### [Stored data entries]
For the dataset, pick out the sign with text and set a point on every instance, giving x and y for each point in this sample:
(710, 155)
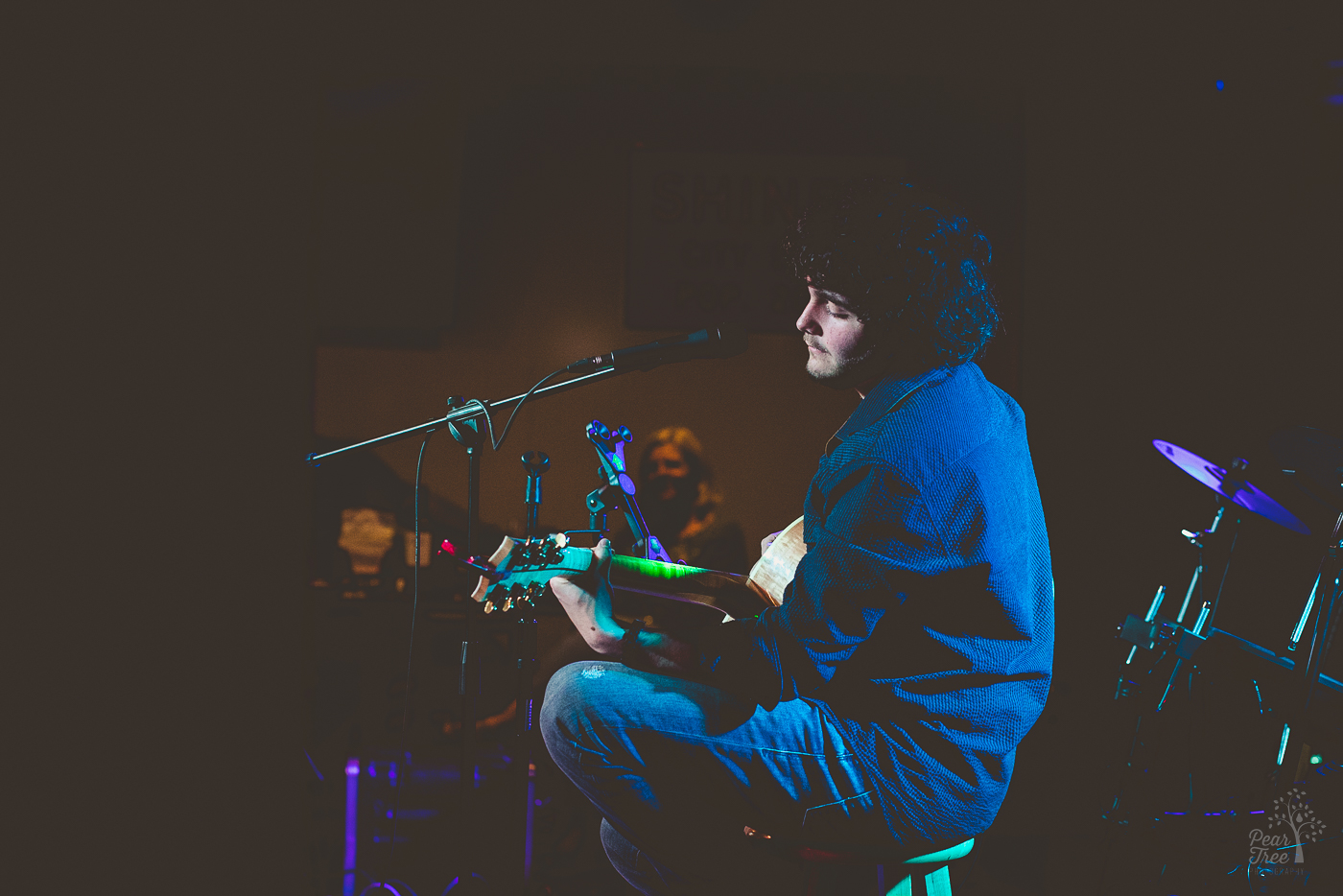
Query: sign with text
(707, 232)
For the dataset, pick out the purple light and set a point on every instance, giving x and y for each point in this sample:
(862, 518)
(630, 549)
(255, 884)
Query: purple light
(351, 822)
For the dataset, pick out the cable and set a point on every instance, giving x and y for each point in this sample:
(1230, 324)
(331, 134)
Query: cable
(507, 425)
(410, 654)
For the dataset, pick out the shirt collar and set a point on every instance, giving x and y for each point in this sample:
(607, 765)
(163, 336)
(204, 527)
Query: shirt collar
(883, 399)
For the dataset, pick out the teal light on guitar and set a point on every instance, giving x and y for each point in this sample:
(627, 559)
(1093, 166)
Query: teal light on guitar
(517, 574)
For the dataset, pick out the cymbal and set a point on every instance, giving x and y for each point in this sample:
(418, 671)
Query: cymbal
(1231, 486)
(1319, 456)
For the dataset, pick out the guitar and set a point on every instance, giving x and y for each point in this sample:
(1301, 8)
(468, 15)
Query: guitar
(673, 593)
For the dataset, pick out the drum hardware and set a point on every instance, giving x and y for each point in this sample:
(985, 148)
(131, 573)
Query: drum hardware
(1181, 637)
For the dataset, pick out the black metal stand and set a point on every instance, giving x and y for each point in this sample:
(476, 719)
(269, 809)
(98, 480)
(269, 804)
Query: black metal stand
(467, 420)
(534, 463)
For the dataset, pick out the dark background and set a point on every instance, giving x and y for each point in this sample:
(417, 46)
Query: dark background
(234, 208)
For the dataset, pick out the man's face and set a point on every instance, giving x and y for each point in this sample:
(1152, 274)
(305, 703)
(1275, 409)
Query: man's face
(664, 469)
(841, 349)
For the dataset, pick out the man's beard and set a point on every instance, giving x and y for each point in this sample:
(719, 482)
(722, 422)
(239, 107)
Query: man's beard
(852, 371)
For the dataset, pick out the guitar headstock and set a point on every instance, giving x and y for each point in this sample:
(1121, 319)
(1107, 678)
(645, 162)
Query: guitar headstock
(519, 571)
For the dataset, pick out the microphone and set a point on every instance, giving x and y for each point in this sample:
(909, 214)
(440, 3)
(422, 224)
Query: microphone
(715, 342)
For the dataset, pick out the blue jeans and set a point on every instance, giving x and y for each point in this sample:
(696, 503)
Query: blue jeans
(680, 768)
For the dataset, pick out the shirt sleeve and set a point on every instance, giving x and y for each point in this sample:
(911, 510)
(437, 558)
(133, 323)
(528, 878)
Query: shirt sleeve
(872, 543)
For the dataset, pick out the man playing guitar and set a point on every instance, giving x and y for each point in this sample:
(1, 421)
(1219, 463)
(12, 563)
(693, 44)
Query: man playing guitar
(882, 704)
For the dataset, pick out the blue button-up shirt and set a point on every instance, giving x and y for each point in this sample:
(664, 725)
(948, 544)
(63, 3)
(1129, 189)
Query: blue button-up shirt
(922, 616)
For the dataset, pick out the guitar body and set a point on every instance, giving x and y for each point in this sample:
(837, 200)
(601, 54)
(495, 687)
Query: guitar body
(667, 596)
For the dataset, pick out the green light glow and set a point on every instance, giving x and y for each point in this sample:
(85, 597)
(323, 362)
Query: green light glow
(655, 569)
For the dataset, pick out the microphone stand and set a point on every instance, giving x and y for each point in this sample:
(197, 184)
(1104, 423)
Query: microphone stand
(467, 423)
(462, 413)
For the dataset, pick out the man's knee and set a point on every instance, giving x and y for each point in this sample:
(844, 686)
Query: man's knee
(574, 698)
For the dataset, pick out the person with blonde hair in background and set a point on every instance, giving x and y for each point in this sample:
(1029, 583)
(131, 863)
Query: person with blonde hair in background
(681, 503)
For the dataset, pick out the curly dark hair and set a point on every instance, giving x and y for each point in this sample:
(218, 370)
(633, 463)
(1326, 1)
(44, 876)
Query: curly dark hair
(906, 259)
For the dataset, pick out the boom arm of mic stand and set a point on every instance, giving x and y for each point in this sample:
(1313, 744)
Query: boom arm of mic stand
(465, 413)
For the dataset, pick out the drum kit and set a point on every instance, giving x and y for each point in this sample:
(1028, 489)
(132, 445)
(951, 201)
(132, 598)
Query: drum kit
(1175, 654)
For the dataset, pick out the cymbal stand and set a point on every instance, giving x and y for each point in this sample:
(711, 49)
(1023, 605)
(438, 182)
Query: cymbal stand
(1322, 611)
(1190, 638)
(466, 420)
(1152, 629)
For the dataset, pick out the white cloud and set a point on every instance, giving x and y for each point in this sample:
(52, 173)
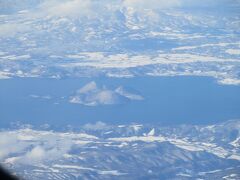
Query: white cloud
(91, 95)
(151, 4)
(11, 29)
(96, 126)
(70, 8)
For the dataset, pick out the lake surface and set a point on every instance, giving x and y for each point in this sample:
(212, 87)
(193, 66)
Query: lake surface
(167, 100)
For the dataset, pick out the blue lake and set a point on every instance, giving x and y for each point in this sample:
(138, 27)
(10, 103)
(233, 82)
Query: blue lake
(168, 100)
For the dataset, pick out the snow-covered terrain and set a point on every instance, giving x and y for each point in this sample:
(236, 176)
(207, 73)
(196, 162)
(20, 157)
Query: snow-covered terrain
(122, 38)
(136, 151)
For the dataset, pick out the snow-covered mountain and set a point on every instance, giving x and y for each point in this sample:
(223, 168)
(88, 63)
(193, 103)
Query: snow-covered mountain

### [Your goal]
Please show every line of the entries above that contains the word "mountain".

### [Answer for the task]
For the dataset, pick out the snow-covered mountain and set a point on every instance, giving x and y for each point in this sample:
Query: snow-covered mountain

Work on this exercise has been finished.